PASSAGE TO READ ::
Then she brought out the big artillery. She started telling me about all the people and small children that she knew who had seen the movie. Her friends had all seen it multiple times and read the books. Her friend's little sister had also seen it. Heck, the four year old down the street saw it. This just intensified my desire to keep my home Twilight free.

I guess my aversion to Twilight began before the movie ever came out. I was at my son's soccer game when a person that is merely an acquaintance informed me that she had just read the best book in the whole wide world!!! I would describe myself as an avid reader so I must say that I was a little interested to hear what the best book in the world was. When she told me it was a book about vampires, I was immediately turned off. I did the whole vampire thing back in the early, early 90's. Interview With A Vampire and The Vampire Lestast books. The vampire movie starring Tom Cruise and Brad Pitt that my friend Cherity and I snuck Chinese food into. Just a side note. Do not eat ham fried rice while blood is being sprayed across the screen. Not very appetizing. I was way over it. Vampires were a thing of my youth, or at least my early adulthood. I told her no thanks. She took my no as a chance to try and convince me more by telling me how GREAT it was. She wasn't a reader, yet she couldn't put this down. I kept telling her I wasn't interested to which she came back with I just have-have-have to read it! I had to get mean. I informed her I liked to read things with substance. I was in the middle of East Of Eden by John Steinbeck. I had just finished Atlas Shrugged by Ayn Rand. I was also reading Ulysses. This person then told me she didn't know any of those books but she would bet they weren't as good as Twilight. I then told her I didn't read crap (which isn't true, I've read a lot of crap). She got the point.

This single event began a period in my life that I will refer to as the "GREAT TWILIGHT PERSUASION". Everyone began telling me that they read this great book and they knew I would love it. I would immediately hold up my hand and say STOP! If the words vampire or Twilight leave your lips I will lose it right here and now (imagine my voice reaching a crescendo). At the beginning I had many who fought the good fight with me. They were as anti-Twilight as I was. But then the worst happened. They began to fall.

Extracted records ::
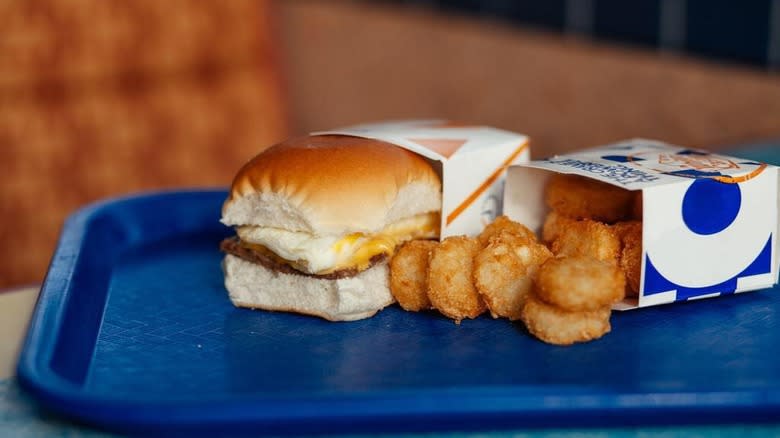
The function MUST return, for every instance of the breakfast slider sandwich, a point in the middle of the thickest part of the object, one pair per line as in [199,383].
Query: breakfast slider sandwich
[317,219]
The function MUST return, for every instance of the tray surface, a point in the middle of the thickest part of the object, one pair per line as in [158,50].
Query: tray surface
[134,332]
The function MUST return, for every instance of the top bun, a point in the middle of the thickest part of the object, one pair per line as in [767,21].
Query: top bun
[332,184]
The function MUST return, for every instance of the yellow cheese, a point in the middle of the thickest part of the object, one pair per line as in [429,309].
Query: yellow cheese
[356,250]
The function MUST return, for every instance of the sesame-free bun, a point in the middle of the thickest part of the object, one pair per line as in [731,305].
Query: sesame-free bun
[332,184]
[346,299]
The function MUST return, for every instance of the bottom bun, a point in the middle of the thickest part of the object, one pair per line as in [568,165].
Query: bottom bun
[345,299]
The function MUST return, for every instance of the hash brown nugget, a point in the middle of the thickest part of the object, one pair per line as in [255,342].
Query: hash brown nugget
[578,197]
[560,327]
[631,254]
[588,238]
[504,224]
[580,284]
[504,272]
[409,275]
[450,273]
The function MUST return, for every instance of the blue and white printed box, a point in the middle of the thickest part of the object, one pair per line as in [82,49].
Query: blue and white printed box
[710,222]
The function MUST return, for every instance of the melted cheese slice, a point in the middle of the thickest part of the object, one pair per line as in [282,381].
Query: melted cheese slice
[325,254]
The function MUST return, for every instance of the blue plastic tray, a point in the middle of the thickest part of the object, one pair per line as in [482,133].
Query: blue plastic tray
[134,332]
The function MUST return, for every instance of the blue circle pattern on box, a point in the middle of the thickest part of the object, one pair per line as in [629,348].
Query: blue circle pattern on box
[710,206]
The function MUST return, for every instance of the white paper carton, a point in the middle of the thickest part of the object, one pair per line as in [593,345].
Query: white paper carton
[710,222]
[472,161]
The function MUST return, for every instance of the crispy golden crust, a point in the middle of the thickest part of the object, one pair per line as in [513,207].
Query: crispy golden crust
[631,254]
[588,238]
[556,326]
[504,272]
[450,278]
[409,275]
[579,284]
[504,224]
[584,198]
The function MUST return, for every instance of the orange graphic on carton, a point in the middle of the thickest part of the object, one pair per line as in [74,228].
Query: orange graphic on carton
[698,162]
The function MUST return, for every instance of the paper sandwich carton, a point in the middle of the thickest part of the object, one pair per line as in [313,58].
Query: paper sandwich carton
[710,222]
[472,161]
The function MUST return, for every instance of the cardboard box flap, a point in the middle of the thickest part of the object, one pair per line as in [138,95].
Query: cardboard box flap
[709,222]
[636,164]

...

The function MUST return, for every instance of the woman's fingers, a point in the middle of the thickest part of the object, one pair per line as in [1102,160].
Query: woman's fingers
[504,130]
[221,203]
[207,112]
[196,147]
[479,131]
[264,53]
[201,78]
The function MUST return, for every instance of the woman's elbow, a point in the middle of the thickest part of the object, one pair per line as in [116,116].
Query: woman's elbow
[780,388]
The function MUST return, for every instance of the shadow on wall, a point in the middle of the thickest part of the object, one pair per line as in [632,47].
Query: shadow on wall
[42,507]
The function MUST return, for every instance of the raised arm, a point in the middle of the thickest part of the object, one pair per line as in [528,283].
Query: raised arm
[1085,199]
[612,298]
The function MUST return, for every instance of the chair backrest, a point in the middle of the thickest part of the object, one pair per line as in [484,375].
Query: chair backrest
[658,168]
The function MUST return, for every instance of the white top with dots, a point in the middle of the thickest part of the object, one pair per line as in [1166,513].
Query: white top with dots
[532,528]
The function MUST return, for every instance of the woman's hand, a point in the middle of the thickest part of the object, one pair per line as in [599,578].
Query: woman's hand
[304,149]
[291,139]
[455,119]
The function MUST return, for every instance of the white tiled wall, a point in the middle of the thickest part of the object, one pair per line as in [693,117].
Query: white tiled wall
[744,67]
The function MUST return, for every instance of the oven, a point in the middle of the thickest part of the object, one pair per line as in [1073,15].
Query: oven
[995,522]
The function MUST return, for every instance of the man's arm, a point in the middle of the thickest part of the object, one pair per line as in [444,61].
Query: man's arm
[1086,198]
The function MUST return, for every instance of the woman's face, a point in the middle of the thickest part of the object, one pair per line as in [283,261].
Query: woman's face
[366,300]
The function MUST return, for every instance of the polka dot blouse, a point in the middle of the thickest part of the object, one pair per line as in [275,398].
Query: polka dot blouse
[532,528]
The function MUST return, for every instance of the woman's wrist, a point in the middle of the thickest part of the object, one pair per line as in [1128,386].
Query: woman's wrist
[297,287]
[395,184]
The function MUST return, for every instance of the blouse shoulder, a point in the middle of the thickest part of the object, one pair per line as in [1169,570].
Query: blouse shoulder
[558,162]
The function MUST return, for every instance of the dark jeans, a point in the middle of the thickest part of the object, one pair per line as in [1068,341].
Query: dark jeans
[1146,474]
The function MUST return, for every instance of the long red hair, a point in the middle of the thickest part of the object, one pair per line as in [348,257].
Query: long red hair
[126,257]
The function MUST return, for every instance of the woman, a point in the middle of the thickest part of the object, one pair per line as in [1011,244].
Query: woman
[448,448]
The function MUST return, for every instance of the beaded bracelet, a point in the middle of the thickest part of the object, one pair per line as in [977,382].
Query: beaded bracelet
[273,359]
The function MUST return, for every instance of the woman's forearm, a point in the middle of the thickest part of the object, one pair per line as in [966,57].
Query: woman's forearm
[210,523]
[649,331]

...

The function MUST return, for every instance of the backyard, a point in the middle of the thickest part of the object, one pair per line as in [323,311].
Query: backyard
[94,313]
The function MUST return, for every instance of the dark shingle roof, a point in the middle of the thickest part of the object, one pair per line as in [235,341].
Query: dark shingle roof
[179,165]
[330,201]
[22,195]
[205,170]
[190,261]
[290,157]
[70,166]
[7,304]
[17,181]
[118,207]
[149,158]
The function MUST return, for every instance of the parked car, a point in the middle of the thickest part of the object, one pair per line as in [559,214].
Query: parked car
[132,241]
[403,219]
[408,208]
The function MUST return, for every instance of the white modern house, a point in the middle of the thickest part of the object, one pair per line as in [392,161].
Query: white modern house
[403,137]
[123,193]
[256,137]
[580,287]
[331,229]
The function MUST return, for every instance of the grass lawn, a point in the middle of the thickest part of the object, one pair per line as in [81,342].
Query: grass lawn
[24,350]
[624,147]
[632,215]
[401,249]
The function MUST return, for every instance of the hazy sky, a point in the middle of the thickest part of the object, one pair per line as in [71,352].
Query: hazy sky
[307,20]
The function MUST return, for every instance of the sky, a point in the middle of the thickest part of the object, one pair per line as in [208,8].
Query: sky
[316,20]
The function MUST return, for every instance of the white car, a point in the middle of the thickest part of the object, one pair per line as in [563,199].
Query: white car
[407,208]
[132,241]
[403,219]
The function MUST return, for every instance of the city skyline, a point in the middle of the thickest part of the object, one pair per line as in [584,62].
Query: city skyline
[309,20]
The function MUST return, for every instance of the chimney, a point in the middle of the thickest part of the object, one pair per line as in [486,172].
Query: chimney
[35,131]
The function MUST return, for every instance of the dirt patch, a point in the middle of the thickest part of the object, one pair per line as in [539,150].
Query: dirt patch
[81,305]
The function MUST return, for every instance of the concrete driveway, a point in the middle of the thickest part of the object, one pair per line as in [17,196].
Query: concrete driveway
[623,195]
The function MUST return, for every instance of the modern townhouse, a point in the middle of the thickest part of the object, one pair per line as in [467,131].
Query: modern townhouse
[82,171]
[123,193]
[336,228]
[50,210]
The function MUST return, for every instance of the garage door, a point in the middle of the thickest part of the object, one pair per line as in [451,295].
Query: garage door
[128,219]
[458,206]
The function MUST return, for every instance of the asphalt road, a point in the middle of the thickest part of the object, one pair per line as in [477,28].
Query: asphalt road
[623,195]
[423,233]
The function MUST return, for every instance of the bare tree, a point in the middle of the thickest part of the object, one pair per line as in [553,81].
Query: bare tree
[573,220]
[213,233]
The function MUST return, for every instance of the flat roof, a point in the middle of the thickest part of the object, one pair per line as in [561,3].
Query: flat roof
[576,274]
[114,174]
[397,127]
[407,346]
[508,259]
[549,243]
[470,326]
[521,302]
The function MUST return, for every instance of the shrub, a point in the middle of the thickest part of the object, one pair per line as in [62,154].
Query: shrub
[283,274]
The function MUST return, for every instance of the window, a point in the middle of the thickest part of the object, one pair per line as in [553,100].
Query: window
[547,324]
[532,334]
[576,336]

EXERCISE DESCRIPTION ::
Answer these questions using the passage about Twilight:
1. Where was the narrator when the acquaintance praised Twilight?
2. Which Steinbeck novel was the narrator in the middle of reading at that time?
3. What name does the narrator give to the period that this event began?

SOLUTION TO THIS PROBLEM ::
1. At the narrator's son's soccer game.
2. East Of Eden.
3. The "GREAT TWILIGHT PERSUASION".